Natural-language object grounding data
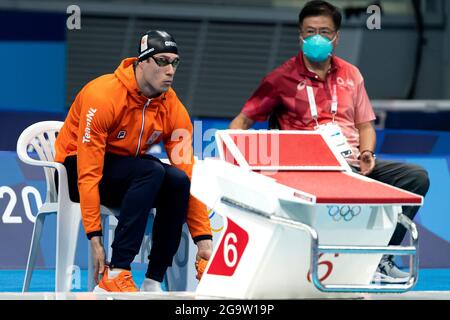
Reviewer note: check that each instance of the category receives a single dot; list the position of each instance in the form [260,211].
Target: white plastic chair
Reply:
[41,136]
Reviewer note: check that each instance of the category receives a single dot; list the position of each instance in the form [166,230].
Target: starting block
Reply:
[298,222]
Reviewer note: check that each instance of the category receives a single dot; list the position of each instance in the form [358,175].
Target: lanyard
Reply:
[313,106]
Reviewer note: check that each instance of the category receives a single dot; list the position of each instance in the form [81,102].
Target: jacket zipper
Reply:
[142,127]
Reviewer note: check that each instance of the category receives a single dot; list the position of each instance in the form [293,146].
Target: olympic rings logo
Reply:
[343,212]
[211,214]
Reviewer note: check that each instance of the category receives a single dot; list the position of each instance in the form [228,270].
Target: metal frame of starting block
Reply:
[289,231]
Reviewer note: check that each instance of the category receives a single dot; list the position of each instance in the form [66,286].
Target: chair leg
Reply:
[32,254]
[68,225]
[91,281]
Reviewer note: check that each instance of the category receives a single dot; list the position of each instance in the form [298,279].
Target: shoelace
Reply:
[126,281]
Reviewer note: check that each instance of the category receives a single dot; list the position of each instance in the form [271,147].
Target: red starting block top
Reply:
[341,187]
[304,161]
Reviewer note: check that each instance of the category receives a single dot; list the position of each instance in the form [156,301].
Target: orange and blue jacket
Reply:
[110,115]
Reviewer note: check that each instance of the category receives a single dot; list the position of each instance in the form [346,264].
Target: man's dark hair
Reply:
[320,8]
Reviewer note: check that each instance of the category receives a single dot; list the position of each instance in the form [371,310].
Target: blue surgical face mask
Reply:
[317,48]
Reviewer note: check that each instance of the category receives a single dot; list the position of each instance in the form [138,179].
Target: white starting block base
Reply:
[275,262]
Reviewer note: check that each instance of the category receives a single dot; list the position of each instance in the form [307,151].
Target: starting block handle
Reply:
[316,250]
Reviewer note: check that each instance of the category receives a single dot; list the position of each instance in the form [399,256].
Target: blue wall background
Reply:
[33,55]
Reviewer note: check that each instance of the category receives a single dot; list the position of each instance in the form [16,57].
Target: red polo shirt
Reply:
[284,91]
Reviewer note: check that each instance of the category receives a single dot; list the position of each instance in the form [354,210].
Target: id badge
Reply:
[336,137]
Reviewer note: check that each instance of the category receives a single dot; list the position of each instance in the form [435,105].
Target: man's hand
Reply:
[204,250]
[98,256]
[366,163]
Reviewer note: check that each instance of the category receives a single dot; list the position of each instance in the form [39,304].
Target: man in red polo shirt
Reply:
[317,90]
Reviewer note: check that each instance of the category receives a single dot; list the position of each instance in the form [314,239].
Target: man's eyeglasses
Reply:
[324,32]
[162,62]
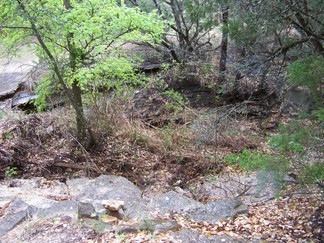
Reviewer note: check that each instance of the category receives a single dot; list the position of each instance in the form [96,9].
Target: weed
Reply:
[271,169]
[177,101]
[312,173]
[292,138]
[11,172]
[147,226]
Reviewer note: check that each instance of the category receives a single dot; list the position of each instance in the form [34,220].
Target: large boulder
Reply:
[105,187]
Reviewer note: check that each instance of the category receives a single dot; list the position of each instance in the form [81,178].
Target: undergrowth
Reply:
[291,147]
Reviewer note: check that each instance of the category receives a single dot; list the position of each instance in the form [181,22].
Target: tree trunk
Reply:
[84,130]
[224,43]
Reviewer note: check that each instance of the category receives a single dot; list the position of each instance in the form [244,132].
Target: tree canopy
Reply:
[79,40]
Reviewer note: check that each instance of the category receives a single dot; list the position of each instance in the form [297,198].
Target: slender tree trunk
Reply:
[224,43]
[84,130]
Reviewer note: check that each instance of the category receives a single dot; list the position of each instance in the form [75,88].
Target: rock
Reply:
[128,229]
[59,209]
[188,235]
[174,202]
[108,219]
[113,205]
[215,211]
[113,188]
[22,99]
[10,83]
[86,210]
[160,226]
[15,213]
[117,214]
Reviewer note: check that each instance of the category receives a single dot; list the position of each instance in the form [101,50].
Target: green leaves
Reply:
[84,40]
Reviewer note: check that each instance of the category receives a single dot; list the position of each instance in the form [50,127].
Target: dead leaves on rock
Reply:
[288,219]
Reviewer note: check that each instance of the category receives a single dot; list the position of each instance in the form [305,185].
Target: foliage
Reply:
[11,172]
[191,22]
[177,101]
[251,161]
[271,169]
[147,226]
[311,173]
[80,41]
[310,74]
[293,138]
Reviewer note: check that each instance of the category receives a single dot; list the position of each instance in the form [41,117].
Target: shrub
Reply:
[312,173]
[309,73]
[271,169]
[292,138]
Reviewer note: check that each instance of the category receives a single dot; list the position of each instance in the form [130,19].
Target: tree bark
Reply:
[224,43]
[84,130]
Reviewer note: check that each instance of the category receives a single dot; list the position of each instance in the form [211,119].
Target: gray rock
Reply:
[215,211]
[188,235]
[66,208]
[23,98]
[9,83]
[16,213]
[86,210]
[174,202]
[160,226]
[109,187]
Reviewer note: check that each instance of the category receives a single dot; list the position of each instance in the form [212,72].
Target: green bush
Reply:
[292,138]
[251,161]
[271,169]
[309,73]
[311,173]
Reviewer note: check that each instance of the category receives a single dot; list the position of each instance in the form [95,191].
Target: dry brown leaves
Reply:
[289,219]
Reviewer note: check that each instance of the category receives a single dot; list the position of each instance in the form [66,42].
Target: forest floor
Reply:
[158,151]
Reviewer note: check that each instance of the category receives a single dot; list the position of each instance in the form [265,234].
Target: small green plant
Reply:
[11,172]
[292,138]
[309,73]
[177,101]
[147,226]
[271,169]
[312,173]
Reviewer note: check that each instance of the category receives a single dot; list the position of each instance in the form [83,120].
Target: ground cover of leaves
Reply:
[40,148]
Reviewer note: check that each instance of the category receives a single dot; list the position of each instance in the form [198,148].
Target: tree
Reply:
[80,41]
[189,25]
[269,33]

* * *

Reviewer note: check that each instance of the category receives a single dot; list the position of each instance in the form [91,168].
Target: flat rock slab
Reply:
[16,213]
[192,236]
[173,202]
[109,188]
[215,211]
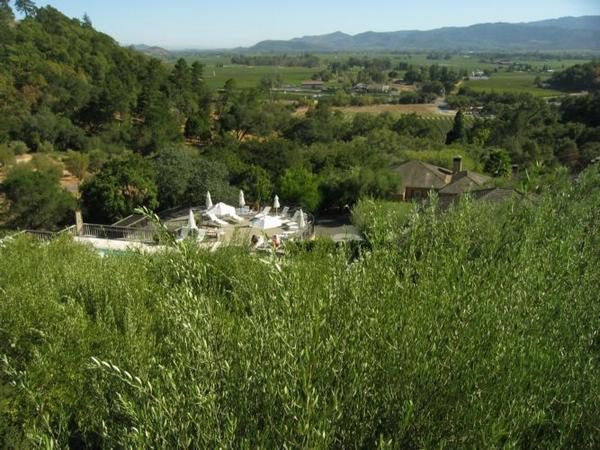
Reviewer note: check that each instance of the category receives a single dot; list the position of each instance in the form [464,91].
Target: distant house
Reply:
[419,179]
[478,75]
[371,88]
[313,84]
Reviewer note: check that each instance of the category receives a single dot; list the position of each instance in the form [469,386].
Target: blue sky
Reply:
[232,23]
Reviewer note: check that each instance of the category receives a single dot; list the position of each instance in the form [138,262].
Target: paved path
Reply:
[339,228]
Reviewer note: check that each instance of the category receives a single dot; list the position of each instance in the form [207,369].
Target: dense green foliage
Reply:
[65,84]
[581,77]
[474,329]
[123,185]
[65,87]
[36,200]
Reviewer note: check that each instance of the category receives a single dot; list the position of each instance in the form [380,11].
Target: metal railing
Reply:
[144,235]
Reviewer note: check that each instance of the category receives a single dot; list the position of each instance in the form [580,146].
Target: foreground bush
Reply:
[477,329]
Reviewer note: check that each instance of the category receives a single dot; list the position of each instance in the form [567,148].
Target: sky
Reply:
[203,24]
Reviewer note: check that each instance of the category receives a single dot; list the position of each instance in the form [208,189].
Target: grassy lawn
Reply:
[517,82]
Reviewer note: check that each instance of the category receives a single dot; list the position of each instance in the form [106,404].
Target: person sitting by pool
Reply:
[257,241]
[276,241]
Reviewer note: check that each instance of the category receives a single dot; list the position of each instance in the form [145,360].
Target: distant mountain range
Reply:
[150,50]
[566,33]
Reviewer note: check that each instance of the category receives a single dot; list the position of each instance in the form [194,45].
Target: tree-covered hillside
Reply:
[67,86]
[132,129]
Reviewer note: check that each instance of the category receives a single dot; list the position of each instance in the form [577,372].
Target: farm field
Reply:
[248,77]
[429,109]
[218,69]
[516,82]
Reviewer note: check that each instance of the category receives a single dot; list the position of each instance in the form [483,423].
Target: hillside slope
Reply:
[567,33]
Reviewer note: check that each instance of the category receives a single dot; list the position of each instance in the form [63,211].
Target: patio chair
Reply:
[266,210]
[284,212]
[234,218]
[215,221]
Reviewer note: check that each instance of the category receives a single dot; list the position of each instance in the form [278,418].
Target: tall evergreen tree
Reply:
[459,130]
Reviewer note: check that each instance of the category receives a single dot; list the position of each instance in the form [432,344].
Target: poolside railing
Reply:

__Exercise directions__
Starting at the line that has "the form [293,146]." and ending at the line that has "the form [346,264].", please write out the lines above exactly, leaving out all others.

__Written answer__
Reviewer note: check that each instance of the category receives a single dot; list the position of each instance in the form [293,146].
Target: olympic rings logo
Reply:
[343,212]
[211,214]
Reviewer note: check that each instance of the category receives a single dot; list the position of each instance in the form [228,270].
Target: metal frame of starting block
Reply:
[289,231]
Reviewer note: check that each instance of the category receives a single dot; list the position of each instance in the form [66,286].
Target: chair leg
Reply:
[32,254]
[68,225]
[91,281]
Reviewer note: check that each instance of the category receives a single dot; list the position of each instance in the form [298,279].
Target: shoelace
Reply:
[126,281]
Reviewer note: check that each instance of the category receives a single dot; list the position of each instance in the form [271,147].
Target: red starting block top
Reply:
[341,187]
[304,161]
Reviewer note: check that each instance of the category receives a single dot; list the position of each instance in the form [156,301].
Target: orange and blue jacket
Reply:
[110,115]
Reviewer note: check that each instance of the category receives a single dot; list the position of each instance in the form [346,264].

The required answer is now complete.